▸ **PASSAGE SHOWN**
=== Begin Enclosure ===

Probably my favorite thing about the current state of the web is the opportunity for reasonable, rational people, from advisors and financial professionals to bloggers and formal journalists to have a platform and voice. Some great work was done this year, and I want to highlight a few pieces that you should not have missed.
(In no particular order).
Confessions of an Institutional Investor – The Reformed Broker. This anonymous guest post on Josh’s site pulls back the veil of overly complex investment strategies that get sold to institutional investors, and why these are a farce.
“Most institutional investors assume, “My job is to outperform the markets or my benchmark and earn a performance bonus.” This is the wrong way to look at a portfolio.”
The Biggest Little Secret in Money Management – Capital Spectator. JP’s piece picks apart most back-tested and highly-touted investment strategies to remind us the market exposure drives returns, not fancy strategies.
“Some clever managers (and their marketing departments) repackage rebalancing and the associated factor tilts as their own home-grown strategies. The rebranding goes by any number of labels, and there’s usually a higher fee and perhaps bold claims of offering something previously unavailable.”
Establishing Your Top 10 Investment Default Settings – Above the Market. Bob’s top ten list should be required reading for any investor getting started with a portfolio. Many, many people will do worse than someone simply following these steps.

=== End Enclosure ===

▸ **DATA SECTION**
=== Begin Enclosure ===

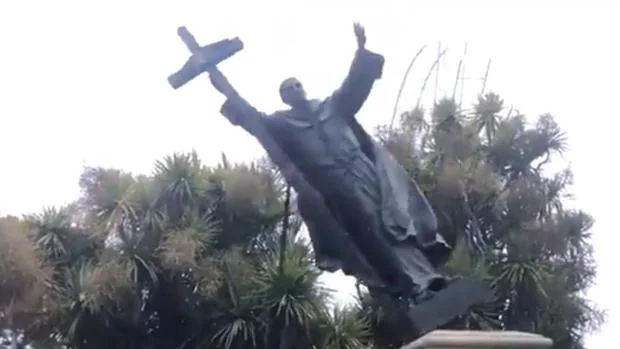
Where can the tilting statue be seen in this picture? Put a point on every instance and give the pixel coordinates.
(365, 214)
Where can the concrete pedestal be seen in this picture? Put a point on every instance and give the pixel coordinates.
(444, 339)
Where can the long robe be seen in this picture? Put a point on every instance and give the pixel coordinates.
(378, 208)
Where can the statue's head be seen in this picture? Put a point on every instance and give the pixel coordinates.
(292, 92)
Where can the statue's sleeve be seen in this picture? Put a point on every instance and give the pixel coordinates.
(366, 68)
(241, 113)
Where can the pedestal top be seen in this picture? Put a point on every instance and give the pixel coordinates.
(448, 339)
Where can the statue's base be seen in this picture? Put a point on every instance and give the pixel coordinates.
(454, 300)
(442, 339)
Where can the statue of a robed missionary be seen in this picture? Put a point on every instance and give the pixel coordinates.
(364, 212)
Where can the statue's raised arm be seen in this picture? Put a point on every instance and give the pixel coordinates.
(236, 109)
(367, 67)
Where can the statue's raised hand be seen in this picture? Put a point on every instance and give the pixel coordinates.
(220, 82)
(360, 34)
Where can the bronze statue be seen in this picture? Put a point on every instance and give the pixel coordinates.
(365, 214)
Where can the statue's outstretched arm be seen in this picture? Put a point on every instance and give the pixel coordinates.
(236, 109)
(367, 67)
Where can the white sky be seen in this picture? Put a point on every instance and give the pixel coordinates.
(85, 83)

=== End Enclosure ===
=== Begin Enclosure ===

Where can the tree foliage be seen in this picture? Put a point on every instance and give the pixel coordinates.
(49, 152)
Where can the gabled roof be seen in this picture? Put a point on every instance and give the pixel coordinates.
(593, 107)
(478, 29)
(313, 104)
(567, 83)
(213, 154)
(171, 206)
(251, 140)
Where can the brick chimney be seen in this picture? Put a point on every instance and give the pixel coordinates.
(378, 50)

=== End Enclosure ===
=== Begin Enclosure ===

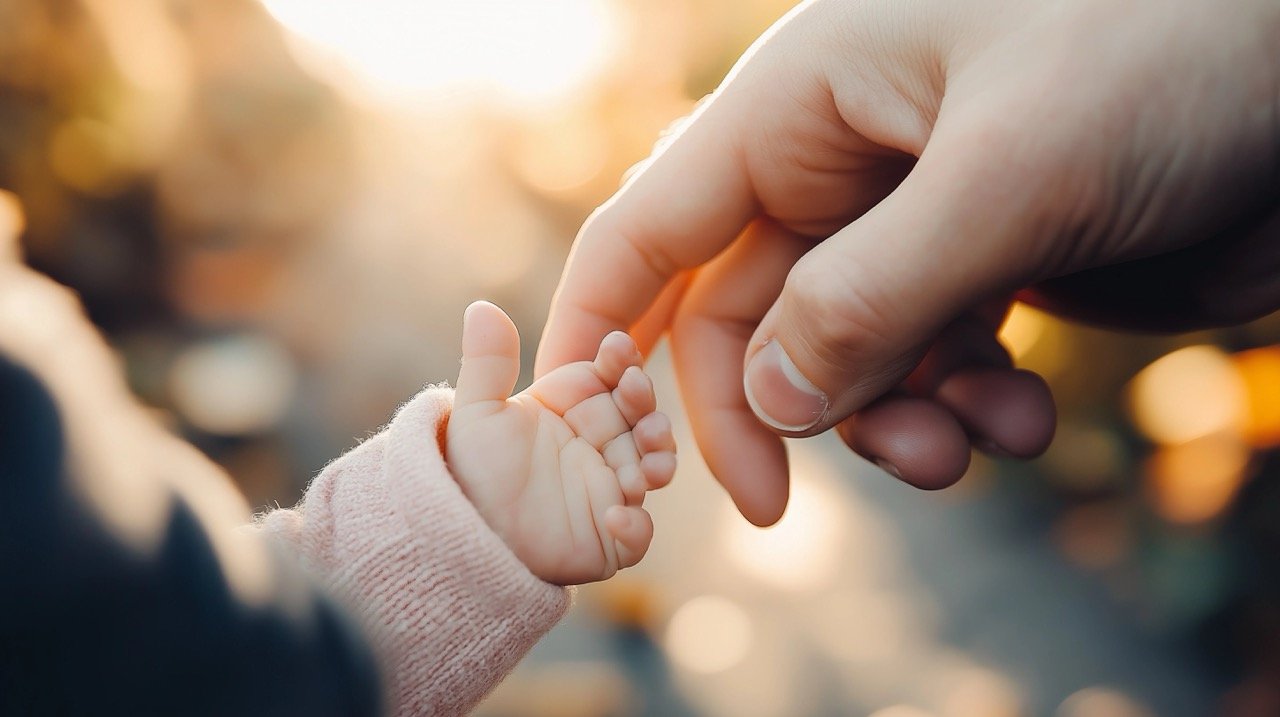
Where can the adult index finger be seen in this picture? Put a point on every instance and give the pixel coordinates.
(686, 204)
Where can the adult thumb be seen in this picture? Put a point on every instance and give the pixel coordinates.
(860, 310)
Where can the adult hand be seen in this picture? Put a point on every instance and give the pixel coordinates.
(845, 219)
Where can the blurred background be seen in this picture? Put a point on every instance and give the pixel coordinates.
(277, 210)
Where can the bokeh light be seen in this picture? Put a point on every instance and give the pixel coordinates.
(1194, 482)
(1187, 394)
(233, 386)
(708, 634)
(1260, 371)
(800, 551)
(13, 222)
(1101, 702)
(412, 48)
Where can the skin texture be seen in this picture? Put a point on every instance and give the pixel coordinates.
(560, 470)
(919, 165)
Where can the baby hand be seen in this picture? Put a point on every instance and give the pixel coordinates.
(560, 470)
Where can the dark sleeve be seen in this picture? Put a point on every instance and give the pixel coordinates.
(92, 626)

=== End Enclosure ===

▸ **WHAT THE TASK REQUIRES**
Write the next part of the roundup of the year's standout investing articles, picking up after its last sentence.

▸ **ANSWER SECTION**
“It is axiomatic that all other things being equal, lower fees are better for investors than higher fees. Indeed, ranking investment funds according to fees (with lower fees being more highly rated) provides the best indicator we have of future performance. “
The Intelligent Investor: Saving Investors From Themselves – The Intelligent Investor. Jason Zweig’s seminal post on his career as a financial journalist is tremendous.
“My job is to write the exact same thing between 50 and 100 times a year in such a way that neither my editors nor my readers will ever think I am repeating myself. That’s because good advice rarely changes, while markets change constantly. The temptation to pander is almost irresistible. And while people need good advice, what they want is advice that sounds good.”
Bubbles: No One Has Any Idea What’s Going On – Morgan Housel (Fool.com). Let’s face it. Morgan Housel has been writing some of the best stuff on the web this year, and was nominated for a 2013 Gerald Loeb award. His piece on bubbles tells the truth:we can’t predict the future, we can’t identify a “bubble” in advance and we are quite frankly overly obsessed with the idea of bubbles. And if we do spot a bubble, what do we do with it? Also make sure to watch Morgan’s recent interview with Behavior Gap‘s Carl Richards.
But those who are sure something is (or isn’t) a bubble tend to have the opposite. They make up their mind, dig in their heels, and treat arguments against their original diagnosis as a my-side-versus-yours battle. As Andy Rooney put it, “People will generally accept facts as truth only if the facts agree with what they already believe.”